* begin *

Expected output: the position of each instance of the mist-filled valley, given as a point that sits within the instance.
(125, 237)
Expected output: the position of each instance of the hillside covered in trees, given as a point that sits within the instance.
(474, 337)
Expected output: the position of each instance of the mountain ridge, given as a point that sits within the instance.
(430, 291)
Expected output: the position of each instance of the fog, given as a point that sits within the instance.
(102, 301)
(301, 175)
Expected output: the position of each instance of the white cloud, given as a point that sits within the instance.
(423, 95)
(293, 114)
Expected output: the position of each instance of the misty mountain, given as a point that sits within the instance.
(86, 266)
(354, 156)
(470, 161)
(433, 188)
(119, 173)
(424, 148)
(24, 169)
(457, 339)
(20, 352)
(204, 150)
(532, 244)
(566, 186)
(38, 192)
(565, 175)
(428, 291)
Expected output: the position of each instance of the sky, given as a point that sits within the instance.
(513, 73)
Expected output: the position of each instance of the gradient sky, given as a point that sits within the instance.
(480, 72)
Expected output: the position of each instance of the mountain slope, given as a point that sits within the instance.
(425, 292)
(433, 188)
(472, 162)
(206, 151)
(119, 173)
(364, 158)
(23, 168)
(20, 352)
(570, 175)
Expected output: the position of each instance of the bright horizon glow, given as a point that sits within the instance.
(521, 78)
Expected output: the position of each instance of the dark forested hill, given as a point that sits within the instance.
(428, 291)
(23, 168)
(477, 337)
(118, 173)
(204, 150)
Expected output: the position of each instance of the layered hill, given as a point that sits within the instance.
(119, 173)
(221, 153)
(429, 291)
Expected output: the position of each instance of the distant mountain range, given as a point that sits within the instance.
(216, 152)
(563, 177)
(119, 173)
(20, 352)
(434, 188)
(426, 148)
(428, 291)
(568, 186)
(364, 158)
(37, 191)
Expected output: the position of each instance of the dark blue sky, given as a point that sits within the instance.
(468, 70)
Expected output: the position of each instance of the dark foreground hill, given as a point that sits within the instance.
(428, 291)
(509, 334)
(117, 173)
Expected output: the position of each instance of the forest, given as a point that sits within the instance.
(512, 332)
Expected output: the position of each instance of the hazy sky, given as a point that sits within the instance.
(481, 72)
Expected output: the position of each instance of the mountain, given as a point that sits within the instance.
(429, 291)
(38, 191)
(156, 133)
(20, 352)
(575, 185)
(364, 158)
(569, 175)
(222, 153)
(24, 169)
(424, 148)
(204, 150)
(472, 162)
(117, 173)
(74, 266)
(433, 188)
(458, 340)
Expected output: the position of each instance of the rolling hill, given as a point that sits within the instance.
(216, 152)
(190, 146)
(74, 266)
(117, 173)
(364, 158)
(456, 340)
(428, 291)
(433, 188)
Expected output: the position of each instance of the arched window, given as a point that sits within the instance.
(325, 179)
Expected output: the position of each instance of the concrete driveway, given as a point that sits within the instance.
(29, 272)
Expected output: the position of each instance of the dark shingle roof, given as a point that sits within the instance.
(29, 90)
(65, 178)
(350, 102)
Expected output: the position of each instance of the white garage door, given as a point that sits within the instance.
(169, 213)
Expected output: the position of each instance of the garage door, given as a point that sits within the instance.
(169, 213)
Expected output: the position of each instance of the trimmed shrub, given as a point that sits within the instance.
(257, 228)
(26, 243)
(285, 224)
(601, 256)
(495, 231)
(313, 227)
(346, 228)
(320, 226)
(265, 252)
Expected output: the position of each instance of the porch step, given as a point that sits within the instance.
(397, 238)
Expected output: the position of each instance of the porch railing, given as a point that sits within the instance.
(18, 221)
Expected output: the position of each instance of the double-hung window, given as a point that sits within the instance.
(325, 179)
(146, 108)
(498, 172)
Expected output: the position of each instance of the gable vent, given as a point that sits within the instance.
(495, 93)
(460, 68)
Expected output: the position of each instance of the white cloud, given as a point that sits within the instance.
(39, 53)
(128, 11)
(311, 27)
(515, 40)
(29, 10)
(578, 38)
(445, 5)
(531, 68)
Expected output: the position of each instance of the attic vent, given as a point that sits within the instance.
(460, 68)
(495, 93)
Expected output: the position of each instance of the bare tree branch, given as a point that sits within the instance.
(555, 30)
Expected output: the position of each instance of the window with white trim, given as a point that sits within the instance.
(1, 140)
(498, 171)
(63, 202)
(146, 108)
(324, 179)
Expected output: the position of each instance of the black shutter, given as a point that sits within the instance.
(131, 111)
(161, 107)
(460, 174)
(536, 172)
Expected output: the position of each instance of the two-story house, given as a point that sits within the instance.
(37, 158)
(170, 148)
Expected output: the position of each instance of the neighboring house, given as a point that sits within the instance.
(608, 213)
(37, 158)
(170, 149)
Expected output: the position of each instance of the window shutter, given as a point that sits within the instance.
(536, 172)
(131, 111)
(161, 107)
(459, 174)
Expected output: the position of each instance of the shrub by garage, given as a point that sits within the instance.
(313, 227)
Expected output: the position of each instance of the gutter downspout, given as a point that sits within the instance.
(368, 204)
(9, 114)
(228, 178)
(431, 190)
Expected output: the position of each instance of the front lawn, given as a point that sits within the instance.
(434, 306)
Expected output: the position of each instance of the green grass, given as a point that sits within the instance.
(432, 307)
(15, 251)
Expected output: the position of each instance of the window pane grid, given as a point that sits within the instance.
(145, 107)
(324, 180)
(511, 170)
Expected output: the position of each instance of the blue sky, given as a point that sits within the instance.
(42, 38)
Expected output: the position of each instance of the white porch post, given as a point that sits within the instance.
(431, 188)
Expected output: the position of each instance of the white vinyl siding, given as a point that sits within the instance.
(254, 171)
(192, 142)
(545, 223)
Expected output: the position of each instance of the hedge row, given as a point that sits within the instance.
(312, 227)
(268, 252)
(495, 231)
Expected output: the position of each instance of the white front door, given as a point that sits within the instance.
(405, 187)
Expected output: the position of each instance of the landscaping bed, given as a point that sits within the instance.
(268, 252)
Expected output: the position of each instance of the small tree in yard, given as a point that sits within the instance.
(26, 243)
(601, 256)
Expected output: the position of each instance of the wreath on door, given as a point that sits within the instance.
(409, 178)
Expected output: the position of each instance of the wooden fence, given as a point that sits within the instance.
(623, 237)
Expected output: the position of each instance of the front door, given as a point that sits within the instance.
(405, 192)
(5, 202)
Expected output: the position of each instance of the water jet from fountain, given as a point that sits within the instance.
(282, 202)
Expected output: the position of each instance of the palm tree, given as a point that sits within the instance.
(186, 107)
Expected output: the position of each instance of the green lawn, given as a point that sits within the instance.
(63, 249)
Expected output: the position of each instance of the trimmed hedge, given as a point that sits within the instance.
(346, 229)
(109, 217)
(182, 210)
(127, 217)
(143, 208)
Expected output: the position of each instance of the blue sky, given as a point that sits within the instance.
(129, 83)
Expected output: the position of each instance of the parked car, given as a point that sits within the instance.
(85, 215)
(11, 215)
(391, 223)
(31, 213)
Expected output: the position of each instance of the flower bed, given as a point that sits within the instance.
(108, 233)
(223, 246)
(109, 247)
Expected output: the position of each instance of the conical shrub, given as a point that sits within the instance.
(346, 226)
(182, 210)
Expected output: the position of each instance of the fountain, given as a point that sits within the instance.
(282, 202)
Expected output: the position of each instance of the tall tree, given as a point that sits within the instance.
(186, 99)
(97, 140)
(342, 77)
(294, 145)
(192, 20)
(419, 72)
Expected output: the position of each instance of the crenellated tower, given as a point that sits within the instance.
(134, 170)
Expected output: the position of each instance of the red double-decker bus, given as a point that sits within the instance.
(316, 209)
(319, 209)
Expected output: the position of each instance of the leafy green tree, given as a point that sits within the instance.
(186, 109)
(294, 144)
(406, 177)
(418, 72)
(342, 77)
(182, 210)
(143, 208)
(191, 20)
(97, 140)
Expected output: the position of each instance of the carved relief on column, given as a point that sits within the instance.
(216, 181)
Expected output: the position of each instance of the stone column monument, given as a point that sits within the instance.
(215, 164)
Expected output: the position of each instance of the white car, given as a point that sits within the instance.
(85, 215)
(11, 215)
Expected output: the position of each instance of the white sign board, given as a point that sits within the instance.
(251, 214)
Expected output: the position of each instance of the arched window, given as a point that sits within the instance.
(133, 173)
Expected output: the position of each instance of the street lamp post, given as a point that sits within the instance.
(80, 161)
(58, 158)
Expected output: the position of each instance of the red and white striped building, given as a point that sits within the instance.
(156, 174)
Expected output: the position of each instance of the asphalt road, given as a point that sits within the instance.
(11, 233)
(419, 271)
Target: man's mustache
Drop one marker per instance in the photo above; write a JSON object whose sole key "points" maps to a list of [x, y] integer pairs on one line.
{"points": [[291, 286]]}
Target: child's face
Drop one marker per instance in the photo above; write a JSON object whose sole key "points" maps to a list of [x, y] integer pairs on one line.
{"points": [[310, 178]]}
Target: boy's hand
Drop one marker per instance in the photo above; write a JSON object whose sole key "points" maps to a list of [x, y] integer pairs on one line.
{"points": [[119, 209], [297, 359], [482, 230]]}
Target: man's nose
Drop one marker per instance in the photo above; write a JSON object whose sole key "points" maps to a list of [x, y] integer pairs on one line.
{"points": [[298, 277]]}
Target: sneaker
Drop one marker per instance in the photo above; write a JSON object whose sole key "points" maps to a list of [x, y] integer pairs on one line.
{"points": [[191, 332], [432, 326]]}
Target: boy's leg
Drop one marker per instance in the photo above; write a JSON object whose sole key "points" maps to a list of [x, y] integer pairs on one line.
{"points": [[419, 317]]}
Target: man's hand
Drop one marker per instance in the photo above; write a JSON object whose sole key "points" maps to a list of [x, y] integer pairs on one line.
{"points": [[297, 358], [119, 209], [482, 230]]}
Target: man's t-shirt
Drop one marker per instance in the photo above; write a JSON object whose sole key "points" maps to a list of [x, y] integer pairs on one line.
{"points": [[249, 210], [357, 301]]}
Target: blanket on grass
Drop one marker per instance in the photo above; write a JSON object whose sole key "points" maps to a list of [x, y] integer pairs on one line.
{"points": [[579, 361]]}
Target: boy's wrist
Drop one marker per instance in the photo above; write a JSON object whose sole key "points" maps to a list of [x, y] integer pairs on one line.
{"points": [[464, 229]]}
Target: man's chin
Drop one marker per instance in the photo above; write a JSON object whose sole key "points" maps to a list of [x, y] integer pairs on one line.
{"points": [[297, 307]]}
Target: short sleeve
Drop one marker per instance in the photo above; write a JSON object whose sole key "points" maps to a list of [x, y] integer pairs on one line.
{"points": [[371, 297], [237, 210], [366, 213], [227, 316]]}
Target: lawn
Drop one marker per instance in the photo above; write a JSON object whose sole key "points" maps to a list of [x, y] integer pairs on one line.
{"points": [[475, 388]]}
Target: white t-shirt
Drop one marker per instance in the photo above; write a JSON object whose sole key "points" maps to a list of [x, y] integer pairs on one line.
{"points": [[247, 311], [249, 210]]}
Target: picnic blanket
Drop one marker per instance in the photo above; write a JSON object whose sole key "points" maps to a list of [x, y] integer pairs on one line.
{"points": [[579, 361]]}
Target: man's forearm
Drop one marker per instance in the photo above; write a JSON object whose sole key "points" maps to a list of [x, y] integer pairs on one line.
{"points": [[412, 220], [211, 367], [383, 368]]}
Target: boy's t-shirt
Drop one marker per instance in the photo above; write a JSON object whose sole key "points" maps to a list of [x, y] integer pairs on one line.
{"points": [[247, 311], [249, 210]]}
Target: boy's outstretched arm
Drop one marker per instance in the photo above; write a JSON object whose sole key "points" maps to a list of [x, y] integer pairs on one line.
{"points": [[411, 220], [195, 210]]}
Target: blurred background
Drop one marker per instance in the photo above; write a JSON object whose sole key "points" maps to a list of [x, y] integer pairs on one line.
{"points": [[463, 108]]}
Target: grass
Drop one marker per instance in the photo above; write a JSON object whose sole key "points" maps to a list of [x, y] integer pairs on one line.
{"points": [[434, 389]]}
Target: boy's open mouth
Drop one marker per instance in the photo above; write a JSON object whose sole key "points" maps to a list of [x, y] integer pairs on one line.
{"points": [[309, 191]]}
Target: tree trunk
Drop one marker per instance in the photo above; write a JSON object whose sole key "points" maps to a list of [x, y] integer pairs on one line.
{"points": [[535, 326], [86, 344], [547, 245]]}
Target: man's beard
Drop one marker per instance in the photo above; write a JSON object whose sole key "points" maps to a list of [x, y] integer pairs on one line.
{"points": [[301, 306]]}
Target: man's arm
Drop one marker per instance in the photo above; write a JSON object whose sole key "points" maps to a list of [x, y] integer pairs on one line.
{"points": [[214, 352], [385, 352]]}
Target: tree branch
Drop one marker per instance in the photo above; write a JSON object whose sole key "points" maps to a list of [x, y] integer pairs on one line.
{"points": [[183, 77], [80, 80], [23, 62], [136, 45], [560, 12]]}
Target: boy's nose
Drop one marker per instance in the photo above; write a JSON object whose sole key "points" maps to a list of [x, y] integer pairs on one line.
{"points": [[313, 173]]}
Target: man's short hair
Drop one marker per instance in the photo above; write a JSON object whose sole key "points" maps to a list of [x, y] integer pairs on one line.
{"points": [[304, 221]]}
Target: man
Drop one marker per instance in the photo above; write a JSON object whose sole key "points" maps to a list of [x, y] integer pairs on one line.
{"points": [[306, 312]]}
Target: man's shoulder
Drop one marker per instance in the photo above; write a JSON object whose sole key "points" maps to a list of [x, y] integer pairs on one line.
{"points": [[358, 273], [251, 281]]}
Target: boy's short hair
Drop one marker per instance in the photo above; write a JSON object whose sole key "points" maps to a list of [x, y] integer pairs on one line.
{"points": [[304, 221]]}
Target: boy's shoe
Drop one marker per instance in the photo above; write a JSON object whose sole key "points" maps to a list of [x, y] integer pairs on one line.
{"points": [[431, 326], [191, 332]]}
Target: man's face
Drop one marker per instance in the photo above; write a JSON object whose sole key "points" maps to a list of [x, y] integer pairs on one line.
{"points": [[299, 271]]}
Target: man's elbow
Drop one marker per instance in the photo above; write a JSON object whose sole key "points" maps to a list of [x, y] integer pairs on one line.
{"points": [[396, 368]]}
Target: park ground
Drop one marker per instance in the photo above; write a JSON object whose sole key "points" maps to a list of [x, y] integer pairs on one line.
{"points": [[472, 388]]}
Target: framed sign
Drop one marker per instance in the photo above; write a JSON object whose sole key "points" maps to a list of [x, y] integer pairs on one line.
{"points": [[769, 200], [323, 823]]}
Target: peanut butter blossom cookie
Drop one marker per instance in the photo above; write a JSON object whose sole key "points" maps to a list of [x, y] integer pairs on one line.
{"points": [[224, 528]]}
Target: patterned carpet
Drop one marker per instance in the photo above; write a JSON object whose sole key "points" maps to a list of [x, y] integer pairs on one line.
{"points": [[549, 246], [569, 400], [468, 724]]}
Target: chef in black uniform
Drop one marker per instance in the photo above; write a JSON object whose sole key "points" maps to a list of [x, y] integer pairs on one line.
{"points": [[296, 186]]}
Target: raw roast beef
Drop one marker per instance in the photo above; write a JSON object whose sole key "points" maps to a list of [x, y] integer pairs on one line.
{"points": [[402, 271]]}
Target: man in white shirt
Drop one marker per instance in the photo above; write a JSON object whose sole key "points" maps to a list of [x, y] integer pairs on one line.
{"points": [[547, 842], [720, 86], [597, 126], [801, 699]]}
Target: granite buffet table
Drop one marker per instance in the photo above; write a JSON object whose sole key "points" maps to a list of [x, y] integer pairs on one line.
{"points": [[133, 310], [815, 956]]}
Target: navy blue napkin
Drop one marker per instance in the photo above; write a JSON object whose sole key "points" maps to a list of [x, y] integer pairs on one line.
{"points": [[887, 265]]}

* end *

Task to carry out. Return the lines above, from the one containing "Target: raw roast beef" to the end, exactly as they stand.

Response for this exercise.
Target: raw roast beef
Drop one marker per instance in the photo above; write a JSON object whose sole key "points" maps to a list of [x, y] integer pairs on one line.
{"points": [[402, 271]]}
Target: man in white shirt
Drop one marker per instance in the photo above; write a JSON object whose sole key "points" maps to a list of [x, y] integer pairs on one line.
{"points": [[547, 842], [720, 86], [597, 126], [801, 699]]}
Target: granite buffet table
Drop one marker per instance in the photo above; write a JSON object whose sole key "points" maps to a list of [x, y] integer pairs on one line.
{"points": [[133, 310], [815, 956]]}
Target: navy blue napkin
Drop one marker per instance in the photo above; write a JSON object whose sole key "points" maps to a list of [x, y] integer pairs on one line.
{"points": [[887, 265]]}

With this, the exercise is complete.